(Saved entries)
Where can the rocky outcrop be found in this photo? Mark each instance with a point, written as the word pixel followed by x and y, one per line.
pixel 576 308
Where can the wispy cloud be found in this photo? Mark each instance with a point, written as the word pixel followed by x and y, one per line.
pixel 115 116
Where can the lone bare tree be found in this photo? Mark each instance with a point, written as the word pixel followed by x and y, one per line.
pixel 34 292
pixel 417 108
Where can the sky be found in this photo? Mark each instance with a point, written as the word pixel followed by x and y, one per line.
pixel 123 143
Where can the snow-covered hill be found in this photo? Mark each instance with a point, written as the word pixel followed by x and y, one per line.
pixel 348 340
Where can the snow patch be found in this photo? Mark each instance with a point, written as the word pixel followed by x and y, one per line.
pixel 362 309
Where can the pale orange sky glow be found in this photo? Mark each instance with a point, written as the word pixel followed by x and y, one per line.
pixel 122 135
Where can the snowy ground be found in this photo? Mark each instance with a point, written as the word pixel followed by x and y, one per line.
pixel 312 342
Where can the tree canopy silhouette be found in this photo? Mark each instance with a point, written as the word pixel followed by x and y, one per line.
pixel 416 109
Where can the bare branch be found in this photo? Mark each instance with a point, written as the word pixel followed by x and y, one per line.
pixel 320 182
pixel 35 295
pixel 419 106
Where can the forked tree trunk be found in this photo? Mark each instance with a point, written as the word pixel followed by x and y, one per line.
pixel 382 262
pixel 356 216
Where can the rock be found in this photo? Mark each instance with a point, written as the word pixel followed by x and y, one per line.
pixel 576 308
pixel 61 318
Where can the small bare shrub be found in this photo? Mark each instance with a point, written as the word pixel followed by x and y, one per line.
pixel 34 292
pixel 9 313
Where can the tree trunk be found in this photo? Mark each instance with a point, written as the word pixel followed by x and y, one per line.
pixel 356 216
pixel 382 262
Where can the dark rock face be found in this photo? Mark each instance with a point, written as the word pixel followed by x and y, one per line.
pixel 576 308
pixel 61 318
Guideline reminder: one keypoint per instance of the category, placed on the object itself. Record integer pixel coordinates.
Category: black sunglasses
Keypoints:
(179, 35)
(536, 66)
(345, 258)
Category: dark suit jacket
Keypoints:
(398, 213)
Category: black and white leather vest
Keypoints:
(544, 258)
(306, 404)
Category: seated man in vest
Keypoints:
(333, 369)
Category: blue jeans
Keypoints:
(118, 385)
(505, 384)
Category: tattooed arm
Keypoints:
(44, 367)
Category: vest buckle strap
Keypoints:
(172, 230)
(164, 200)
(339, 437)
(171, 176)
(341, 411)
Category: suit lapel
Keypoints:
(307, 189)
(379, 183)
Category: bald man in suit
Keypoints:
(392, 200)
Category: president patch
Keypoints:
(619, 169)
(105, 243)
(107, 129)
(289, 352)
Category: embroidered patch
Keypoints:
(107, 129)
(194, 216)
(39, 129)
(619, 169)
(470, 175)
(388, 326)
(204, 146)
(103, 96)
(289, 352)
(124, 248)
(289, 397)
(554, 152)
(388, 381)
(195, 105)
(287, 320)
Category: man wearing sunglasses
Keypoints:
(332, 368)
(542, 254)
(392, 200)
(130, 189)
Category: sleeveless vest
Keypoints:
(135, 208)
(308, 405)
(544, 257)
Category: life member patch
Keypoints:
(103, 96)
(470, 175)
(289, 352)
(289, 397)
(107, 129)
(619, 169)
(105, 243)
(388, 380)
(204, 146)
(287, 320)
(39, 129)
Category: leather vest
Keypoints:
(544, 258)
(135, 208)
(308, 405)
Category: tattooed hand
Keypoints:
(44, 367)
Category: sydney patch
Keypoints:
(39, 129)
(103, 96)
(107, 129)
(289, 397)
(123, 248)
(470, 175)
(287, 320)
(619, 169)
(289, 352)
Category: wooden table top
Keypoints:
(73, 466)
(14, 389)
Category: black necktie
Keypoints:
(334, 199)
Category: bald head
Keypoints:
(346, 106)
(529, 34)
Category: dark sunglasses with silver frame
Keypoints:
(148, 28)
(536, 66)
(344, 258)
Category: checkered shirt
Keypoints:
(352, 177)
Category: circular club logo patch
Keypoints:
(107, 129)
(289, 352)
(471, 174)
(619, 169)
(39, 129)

WORK TO BE COMPLETED: The lines to extract from the data above begin with the line containing "Where can the small" and end with the line containing "Category: life member patch". Extract them exactly, including both.

WRITTEN REPLY:
Where can the small bare shrub be found in this photo? Mark each instance with a point, written as the word pixel followed by x and y, one per line.
pixel 34 292
pixel 9 313
Where can the tree trunk be found in this photo? Mark each instance with a point, written as the word pixel followed by x and y, one per line.
pixel 356 216
pixel 382 262
Where can the dark rock face be found in this photo? Mark each instance with a point, written as the word pixel followed by x and y, one per line.
pixel 576 308
pixel 61 318
Guideline reminder: one keypoint per instance of the category, placed on the object itself. Record integer pixel coordinates.
Category: black sunglasses
Keypoints:
(179, 35)
(536, 66)
(345, 258)
Category: dark suit jacket
Keypoints:
(398, 213)
Category: black and white leather vest
Keypoints:
(544, 258)
(306, 404)
Category: seated man in vest
Keypoints:
(333, 369)
Category: blue jeans
Keypoints:
(118, 385)
(505, 384)
Category: tattooed arm
Keypoints:
(44, 367)
Category: vest buckle strap
Keypoints:
(172, 230)
(164, 200)
(339, 437)
(171, 176)
(341, 411)
Category: suit lapel
Keypoints:
(307, 189)
(379, 183)
Category: bald man in suit
Keypoints:
(392, 200)
Category: president patch
Keypoints:
(619, 169)
(105, 243)
(107, 129)
(289, 352)
Category: embroidered patch
Keypoints:
(107, 129)
(194, 216)
(39, 129)
(619, 169)
(470, 175)
(388, 326)
(204, 146)
(103, 96)
(289, 352)
(124, 248)
(289, 397)
(554, 152)
(388, 381)
(195, 105)
(287, 320)
Category: man wearing sunglasses
Keypoints:
(332, 368)
(542, 254)
(392, 200)
(130, 189)
Category: sleeveless vest
Keypoints:
(135, 208)
(308, 405)
(544, 257)
Category: life member patch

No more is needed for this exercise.